WHAT YOU SHOULD DO
Print verbatim the lines of the entries from the one containing "point: green pine" to the last, inclusive, and no others.

RECORDS
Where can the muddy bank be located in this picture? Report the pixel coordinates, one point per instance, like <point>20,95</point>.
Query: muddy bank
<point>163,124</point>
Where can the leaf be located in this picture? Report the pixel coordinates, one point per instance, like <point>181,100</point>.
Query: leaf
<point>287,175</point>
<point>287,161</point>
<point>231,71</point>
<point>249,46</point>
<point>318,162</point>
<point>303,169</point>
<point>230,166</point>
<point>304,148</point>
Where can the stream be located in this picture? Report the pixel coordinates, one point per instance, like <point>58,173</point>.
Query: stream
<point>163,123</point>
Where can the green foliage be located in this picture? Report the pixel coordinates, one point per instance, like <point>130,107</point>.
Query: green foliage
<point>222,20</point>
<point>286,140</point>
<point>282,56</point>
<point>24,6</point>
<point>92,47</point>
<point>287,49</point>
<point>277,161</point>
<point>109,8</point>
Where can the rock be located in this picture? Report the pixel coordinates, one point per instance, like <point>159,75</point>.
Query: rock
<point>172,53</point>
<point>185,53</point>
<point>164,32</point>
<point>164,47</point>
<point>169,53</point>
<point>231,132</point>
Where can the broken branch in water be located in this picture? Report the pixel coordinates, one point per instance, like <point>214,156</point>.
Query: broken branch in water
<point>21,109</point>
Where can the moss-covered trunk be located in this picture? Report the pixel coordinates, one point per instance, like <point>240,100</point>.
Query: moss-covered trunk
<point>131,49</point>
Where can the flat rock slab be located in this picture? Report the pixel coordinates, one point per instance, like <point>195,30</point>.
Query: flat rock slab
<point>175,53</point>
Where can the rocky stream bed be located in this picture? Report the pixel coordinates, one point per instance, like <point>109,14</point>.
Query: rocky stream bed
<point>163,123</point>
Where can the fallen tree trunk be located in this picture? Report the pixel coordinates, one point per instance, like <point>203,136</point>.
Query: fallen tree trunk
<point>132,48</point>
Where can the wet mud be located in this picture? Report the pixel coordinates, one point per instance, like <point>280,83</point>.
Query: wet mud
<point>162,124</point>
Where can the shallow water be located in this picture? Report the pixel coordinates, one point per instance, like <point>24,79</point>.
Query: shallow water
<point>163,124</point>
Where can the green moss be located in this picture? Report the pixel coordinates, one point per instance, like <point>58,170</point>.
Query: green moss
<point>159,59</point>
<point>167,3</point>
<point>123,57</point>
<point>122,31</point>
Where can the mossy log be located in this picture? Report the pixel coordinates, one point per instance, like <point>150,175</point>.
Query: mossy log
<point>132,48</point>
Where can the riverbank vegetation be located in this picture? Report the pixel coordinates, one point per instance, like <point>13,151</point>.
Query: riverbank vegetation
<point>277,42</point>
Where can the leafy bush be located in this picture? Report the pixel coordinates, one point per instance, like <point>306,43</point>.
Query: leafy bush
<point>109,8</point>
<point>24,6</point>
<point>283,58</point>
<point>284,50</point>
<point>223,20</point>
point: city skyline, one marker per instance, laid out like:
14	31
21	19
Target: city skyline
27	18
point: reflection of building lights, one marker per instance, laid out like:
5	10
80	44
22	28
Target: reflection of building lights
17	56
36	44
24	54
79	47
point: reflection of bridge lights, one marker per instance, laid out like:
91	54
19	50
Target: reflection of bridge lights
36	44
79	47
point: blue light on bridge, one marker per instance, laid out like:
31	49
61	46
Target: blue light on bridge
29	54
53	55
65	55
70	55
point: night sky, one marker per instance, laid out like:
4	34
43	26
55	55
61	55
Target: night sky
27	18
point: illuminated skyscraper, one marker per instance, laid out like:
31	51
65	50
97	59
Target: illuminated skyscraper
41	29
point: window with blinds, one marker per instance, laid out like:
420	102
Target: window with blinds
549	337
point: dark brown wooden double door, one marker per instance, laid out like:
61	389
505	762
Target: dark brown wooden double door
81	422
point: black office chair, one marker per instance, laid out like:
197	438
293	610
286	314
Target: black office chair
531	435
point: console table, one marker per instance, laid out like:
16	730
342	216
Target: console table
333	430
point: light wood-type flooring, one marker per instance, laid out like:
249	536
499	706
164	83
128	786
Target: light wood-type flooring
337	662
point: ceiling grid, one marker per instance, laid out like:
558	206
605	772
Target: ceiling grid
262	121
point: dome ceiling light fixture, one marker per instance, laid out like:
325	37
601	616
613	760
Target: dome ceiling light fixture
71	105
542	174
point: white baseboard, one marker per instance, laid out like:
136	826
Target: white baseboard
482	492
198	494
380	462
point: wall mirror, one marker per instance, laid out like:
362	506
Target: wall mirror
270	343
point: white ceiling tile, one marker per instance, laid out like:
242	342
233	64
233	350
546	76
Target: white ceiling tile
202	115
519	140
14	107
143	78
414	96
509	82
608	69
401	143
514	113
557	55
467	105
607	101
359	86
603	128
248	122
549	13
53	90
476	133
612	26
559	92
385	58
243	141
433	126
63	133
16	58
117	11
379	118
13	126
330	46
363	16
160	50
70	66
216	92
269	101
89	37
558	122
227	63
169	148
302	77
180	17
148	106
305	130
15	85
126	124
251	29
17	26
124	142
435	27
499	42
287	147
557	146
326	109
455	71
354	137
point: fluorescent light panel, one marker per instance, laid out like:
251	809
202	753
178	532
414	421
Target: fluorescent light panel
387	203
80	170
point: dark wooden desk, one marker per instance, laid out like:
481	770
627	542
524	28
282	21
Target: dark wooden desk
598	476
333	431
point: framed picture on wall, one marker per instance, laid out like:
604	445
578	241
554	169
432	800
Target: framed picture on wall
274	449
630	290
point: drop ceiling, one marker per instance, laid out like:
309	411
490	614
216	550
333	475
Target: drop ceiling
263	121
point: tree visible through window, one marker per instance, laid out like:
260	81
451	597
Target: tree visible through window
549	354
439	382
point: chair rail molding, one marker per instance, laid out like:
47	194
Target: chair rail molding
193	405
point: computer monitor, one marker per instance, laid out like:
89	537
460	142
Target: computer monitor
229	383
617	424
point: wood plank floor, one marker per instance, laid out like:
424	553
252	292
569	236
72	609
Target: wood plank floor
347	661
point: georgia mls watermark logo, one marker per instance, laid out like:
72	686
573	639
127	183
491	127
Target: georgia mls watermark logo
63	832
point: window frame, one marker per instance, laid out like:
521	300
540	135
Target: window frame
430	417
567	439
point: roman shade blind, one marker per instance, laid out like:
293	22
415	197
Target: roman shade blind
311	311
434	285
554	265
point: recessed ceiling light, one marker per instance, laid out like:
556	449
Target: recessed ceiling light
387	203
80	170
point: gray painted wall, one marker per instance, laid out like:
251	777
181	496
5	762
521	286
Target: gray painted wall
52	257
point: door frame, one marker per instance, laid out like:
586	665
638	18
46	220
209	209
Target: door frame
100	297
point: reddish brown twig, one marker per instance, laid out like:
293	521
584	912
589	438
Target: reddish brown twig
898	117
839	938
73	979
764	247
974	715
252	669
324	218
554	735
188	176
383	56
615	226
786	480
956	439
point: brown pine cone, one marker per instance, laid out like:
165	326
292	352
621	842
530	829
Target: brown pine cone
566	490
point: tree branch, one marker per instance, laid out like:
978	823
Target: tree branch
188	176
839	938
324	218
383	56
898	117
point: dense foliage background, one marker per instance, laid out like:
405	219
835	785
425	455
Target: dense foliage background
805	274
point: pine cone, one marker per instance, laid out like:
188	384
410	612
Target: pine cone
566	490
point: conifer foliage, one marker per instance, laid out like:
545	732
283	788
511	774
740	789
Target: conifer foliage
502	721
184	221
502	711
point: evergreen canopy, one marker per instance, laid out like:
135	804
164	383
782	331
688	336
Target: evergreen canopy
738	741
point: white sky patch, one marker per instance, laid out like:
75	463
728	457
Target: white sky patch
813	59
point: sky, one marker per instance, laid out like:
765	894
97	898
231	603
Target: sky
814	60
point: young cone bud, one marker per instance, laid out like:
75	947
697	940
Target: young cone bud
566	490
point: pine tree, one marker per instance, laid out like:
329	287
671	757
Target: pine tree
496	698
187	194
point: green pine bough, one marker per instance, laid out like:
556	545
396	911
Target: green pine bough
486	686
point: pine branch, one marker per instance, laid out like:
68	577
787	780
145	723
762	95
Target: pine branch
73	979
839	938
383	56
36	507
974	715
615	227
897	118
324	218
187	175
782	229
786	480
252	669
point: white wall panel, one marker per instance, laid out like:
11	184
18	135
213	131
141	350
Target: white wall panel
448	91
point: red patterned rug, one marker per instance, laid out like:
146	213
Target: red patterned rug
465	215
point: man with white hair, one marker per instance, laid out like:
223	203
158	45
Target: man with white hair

ANSWER
point: green pine bough, one marker per instance, laid out like:
556	545
396	911
Target: green pine bough
486	686
point: pine branch, one marker per instance, laid out like:
68	577
787	780
145	723
762	95
Target: pine branch
73	979
839	938
383	56
36	507
974	715
615	227
897	118
324	218
187	175
782	229
786	480
252	669
point: white wall panel, one marker per instance, laid out like:
11	184
18	135
213	131
141	350
Target: white wall panel
448	91
point: red patterned rug, one marker per instance, laid out like:
146	213
Target: red patterned rug
465	215
point: man with white hair, one marker per instance, laid out like:
223	203
158	45
Target: man with white hair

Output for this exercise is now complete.